> **REQUIREMENT 1**:
Decide whether each statement below agrees with the passage on privacy and government intrusion. Answer yes or no for each, and quote the words from the passage that decide it.
(a) Street cameras are mostly used to get money and fines out of victimless behavior.
(b) Registering homes, boats, cars, and guns was presented as a way to lower taxes.
(c) Privacy is described as a tangible thing.
> **REQUIREMENT 2**: Extend the passage on privacy and government intrusion with a few more paragraphs, starting after its final sentence.

[PASSAGE TO READ Boundary: Start]

During a time of high surveillance and government intrusion, you can reclaim your privacy and protect your personal information.

December 27, 2021

By: Bobby Casey, Managing Director GWP

privacyPrivacy is interesting. It’s not a tangible thing, but it is measurable. You know when you have it, and when you don’t. The sad part is, a lot of the world has normalized government intrusion into the lives of private citizens with little resistance.

Each time privacy was chipped away, there was a fearful public safety issue behind it to rationalize why people should willingly compromise. And they do.

Registering large ticket items with the government such as homes, boats, cars, and guns. We were told this was to help in the event of theft, criminal use, or other legal dispute. But the question is, if this was important to the owners of the property, wouldn’t an insurance company manage to provide the same service?

Street cameras are supposed to offer a witness to robberies, vandalism, and of course traffic violations. Yet it’s mostly used as a scheme to get money and fines out of victimless behavior.

Routine traffic stops are being used as workarounds for due process of larger criminal activity.

TSA is a blatant violation of any sort of due process. As are sobriety checkpoints, for the same reason. How is simply being somewhere probable cause of anything? Being somewhere you have every right to be is not suspicious.

In this digital age, it’s become even easier to be tracked and monitored. This is what Edward Snowden’s revelations were all about: the elaborate expansion of the surveillance state under the guise of national security.

[PASSAGE TO READ Boundary: End]
[DATA SHOWN Boundary: Start]

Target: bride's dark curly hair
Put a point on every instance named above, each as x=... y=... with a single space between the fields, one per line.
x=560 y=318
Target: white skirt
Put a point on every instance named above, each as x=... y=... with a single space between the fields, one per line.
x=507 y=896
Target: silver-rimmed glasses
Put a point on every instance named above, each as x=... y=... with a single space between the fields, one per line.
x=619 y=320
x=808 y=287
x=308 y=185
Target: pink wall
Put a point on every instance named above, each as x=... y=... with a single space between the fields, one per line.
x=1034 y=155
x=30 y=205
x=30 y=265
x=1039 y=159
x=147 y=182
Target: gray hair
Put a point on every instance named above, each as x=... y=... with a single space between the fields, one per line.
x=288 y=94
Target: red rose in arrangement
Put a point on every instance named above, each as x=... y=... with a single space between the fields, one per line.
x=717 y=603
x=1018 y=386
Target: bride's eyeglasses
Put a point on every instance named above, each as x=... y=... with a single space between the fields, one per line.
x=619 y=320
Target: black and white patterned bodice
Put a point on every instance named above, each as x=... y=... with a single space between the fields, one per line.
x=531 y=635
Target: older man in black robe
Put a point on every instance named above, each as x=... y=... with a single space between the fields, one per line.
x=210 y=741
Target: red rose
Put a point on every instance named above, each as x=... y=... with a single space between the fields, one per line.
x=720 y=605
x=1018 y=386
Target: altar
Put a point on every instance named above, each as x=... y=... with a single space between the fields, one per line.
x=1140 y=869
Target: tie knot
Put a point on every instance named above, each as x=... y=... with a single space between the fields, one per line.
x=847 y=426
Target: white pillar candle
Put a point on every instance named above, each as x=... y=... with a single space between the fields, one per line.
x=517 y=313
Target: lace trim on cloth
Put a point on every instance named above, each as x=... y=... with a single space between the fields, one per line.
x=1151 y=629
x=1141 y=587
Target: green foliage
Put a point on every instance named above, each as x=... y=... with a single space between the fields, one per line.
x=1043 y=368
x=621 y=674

[DATA SHOWN Boundary: End]

> **WRITTEN RESPONSE 1**:
(a) Yes: "Yet it’s mostly used as a scheme to get money and fines out of victimless behavior."
(b) No: "We were told this was to help in the event of theft, criminal use, or other legal dispute."
(c) No: "It’s not a tangible thing, but it is measurable."

> **WRITTEN RESPONSE 2**:
Now, there are interconnected agencies throughout the world collaborating with private corporations to get fully flushed out identifiers of everyone. They are tracking your location, your purchases, your movements, behaviors, your face and even your gait!

The drive to move toward a cashless society is all but sealing the deal on tracking each one of us. The extra nudge of a “coin shortage” in the US didn’t hurt.

FATCA is the US government colluding with banks around the world to monitor the financial goings of American “persons” (not just citizens).

Three major tech developments that go further than anyone in the developed world should tolerate:

  • China’s social credit score: You could never actually commit a single crime, and still have a low social credit score that could not only prevent you from qualifying for a loan or credit, but could also restrict your access to public works and travel. In fact, it could even extend to friends and family associated with you.

  • Utah’s digital driver license: It’s supposed to only have the information that would be on a physical driver license… for now. But think about what happens when you get pulled over. You’d have to unlock your phone and hand it over to the cops, which is tacit consent for them to look through it. Is carrying around a card really that insurmountably difficult that it needs to be digitized? I guess the same question could be asked about cash. Is it safer NOT to carry cash with you? Perhaps. Is it worth being tracked? Your call.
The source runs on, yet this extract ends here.